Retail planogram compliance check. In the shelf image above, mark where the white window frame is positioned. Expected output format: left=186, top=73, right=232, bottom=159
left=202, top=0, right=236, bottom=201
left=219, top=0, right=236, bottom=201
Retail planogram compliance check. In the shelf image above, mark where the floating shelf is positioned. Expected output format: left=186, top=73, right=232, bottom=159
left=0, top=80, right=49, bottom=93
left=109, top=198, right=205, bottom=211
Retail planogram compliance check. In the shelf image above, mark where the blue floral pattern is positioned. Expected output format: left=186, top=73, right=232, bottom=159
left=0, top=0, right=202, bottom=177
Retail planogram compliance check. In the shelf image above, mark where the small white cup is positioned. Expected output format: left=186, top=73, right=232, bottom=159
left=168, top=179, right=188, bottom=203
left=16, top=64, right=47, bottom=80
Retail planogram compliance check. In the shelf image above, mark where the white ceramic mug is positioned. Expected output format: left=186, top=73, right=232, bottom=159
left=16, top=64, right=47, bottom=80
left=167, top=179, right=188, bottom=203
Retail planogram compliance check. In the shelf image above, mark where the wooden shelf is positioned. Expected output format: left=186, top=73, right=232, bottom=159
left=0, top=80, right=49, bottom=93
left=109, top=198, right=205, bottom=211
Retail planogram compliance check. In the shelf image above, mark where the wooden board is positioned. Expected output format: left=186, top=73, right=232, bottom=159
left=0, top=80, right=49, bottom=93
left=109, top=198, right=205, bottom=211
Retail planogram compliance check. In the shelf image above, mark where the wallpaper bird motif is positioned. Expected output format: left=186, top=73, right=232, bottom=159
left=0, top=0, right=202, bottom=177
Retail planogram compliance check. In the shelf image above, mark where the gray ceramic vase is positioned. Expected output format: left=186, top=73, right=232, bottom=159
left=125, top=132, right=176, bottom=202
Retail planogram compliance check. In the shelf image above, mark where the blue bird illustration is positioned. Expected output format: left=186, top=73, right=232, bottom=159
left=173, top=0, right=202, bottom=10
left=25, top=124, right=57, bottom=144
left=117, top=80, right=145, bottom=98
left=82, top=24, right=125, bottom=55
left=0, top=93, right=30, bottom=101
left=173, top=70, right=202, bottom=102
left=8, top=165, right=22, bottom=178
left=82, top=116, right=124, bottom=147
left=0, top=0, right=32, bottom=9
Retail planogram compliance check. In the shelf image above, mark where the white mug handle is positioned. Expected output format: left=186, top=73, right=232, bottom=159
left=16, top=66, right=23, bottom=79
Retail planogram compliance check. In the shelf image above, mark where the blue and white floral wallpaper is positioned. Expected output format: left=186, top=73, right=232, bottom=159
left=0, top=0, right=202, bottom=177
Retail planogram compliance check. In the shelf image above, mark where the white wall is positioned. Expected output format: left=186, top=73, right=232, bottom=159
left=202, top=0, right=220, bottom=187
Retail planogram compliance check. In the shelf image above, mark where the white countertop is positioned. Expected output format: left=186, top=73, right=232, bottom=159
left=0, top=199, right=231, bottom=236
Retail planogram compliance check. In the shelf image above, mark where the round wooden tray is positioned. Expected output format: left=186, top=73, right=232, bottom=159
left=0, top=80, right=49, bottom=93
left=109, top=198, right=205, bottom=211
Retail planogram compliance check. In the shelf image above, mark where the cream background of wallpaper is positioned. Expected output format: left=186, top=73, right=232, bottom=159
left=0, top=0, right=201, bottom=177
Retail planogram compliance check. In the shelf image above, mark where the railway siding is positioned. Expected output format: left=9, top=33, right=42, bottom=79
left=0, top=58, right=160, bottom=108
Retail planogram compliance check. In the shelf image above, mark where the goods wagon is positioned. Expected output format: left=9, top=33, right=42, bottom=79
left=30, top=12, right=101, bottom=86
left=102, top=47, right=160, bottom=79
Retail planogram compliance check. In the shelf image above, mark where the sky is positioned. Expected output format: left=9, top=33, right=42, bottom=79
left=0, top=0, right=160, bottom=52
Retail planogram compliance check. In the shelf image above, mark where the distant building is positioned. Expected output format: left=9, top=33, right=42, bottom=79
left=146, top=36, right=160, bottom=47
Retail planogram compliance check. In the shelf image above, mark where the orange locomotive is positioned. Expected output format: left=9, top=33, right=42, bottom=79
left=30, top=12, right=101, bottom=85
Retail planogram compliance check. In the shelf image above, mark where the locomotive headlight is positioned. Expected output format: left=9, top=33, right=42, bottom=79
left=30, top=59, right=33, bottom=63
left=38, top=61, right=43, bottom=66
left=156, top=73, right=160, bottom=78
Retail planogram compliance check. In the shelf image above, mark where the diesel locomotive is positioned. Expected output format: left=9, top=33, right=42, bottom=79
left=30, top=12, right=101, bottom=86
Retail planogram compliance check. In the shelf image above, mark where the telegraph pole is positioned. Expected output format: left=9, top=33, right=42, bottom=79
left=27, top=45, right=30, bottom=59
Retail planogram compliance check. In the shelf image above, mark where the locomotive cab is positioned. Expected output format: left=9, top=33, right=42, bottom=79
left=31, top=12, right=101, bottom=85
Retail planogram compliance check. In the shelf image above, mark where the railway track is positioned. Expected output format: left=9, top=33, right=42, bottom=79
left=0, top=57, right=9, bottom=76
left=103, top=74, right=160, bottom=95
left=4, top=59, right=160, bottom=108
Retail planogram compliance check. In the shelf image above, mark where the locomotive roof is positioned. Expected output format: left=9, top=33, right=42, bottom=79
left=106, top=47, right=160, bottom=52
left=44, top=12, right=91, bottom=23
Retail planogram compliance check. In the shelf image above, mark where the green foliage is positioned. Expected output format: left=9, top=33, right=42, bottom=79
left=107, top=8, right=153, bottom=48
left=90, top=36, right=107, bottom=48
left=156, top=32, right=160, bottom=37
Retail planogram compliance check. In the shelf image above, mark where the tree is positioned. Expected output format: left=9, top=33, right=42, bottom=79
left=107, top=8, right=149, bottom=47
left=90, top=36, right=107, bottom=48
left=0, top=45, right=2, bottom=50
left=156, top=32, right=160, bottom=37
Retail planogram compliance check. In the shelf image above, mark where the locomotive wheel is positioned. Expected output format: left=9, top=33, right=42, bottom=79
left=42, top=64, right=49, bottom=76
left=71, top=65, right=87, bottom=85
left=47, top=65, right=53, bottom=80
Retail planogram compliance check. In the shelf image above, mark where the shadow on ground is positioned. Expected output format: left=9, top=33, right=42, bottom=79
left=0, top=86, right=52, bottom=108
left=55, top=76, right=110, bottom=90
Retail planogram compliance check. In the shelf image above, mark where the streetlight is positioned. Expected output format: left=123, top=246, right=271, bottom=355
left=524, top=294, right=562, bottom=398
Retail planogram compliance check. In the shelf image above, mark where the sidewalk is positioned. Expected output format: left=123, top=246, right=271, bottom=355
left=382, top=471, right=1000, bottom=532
...
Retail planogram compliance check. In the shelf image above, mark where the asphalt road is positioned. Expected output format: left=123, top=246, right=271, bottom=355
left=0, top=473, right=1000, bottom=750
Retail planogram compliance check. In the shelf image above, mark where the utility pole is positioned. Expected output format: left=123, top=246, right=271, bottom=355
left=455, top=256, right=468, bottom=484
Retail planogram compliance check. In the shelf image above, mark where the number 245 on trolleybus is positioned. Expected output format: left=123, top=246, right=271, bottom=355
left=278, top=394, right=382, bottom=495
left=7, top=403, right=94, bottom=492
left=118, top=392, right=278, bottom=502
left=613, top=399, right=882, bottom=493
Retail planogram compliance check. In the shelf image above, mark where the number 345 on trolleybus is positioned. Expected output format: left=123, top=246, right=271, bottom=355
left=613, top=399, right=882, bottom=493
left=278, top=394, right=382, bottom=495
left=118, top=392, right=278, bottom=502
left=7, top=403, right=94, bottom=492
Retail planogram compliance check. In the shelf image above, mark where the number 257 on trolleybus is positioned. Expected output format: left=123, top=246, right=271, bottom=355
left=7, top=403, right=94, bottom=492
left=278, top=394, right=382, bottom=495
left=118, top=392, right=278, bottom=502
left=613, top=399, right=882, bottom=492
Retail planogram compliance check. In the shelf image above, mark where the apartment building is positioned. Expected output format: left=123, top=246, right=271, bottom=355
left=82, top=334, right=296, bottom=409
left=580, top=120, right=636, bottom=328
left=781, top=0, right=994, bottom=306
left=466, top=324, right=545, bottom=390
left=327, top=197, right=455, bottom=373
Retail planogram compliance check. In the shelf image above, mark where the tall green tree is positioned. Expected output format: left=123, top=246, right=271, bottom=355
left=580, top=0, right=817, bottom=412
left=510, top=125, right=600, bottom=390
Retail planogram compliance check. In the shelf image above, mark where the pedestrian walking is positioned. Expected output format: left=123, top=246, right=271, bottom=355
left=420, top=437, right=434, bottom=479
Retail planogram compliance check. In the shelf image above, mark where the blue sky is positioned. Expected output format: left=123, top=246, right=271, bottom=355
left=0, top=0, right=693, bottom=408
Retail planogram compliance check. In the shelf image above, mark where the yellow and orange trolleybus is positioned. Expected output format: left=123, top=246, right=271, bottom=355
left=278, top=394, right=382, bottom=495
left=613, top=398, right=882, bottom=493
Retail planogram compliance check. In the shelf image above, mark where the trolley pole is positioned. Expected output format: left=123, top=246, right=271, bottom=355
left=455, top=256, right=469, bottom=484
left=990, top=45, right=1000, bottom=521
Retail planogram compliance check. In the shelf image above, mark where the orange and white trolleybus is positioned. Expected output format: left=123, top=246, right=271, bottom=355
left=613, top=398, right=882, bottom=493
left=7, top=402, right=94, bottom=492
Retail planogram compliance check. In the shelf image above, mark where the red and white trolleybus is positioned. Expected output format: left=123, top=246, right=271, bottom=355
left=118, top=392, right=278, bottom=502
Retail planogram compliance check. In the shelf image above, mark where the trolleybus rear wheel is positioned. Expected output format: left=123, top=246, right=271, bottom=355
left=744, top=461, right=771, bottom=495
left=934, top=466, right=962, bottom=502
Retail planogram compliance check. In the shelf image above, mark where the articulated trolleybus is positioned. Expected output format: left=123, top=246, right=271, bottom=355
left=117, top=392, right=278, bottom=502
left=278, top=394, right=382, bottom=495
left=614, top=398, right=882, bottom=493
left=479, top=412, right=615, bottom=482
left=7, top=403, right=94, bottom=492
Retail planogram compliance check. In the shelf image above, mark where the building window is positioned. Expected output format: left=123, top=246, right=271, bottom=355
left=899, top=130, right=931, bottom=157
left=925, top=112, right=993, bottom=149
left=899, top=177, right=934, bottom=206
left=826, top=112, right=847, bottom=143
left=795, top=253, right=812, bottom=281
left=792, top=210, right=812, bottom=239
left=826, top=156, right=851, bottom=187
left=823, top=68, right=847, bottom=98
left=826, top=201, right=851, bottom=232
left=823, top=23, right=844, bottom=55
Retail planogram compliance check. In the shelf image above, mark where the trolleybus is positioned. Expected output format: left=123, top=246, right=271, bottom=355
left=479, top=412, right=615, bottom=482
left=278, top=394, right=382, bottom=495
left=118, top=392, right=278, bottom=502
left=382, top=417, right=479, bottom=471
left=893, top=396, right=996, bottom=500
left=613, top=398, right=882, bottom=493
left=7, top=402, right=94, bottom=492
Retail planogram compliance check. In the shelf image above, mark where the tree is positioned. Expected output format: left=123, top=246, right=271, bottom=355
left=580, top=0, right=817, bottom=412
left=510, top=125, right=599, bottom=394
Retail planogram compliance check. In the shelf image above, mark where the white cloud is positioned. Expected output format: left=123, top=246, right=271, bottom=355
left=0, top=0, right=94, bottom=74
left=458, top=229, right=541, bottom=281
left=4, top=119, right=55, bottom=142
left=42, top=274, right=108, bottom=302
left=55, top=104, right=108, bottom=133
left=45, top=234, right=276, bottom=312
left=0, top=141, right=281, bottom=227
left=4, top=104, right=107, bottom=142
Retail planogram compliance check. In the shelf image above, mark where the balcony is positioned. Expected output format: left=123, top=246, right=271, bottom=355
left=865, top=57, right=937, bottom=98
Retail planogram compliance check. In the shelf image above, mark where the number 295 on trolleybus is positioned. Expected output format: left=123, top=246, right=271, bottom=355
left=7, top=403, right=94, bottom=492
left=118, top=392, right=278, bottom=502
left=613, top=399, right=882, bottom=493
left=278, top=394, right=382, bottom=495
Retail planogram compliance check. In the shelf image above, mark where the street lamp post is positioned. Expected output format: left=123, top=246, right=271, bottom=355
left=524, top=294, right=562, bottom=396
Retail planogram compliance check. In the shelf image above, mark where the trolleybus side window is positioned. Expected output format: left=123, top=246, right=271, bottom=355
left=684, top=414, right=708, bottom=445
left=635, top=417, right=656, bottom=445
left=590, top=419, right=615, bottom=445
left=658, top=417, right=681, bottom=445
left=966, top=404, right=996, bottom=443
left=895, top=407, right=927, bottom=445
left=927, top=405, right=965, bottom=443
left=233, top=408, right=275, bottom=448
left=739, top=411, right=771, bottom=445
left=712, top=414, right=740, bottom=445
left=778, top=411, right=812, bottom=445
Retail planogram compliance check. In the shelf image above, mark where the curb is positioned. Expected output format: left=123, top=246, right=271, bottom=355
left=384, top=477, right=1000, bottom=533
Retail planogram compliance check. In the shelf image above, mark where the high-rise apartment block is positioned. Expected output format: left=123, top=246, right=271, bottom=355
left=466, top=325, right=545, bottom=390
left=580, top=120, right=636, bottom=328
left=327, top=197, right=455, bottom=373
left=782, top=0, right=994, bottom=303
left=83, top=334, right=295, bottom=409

◆ **Task objective**:
Lay out everything in the listing above, from the line containing "where the sidewalk" down to the line containing "left=382, top=471, right=1000, bottom=532", as a Markdown table with the columns Row and Entry. Include both end lines, number each row, and leave out any blank lines.

◆ **Solution for this exercise**:
| Row | Entry |
|---|---|
| 1 | Retail planogram compliance check. In the shelf image above, mark where the sidewalk is positioned. Expected output format: left=123, top=246, right=271, bottom=355 |
| 2 | left=382, top=471, right=1000, bottom=532 |